Count the lines in the records below that contain the string 'single', and reply with the number alone.

** begin Provided records **

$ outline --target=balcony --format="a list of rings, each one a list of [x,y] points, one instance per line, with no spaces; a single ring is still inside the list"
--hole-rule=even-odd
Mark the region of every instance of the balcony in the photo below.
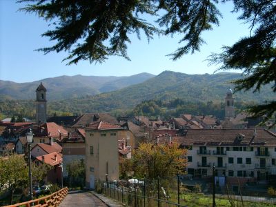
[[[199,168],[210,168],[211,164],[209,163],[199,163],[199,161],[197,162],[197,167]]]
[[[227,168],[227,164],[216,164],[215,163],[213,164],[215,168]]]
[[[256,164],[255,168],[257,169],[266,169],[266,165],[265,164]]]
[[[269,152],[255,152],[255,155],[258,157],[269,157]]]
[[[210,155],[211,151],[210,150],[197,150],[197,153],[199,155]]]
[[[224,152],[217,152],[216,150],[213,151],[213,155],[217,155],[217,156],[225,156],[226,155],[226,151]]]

** end Provided records **
** begin Provided records **

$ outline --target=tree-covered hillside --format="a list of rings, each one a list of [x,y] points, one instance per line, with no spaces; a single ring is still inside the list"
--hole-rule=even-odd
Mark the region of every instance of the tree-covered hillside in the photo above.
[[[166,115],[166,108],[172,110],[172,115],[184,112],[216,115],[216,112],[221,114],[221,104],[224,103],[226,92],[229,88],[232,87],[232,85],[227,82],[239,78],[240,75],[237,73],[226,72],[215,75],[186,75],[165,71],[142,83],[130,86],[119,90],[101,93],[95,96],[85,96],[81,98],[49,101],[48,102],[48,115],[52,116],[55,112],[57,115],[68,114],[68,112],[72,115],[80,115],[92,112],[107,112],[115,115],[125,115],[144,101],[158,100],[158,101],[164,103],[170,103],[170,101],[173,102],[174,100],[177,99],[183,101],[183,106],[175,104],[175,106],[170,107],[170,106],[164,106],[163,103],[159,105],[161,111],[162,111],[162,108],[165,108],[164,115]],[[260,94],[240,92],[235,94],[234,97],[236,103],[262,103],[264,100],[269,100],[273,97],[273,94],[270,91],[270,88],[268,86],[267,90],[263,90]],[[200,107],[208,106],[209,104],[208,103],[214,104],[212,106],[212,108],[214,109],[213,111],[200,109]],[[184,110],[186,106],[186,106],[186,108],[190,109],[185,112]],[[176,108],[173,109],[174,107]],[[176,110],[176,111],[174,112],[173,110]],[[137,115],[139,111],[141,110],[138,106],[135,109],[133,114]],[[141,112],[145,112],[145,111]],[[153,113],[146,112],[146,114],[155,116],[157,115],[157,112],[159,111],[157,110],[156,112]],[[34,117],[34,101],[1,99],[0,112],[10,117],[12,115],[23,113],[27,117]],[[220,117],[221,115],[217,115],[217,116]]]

** end Provided records **
** begin Provided records **

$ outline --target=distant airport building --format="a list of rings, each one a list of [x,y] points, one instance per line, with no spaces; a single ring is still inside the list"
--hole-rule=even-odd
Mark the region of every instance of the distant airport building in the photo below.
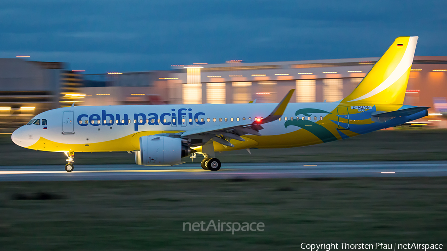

** end Provided records **

* **Answer to this problem**
3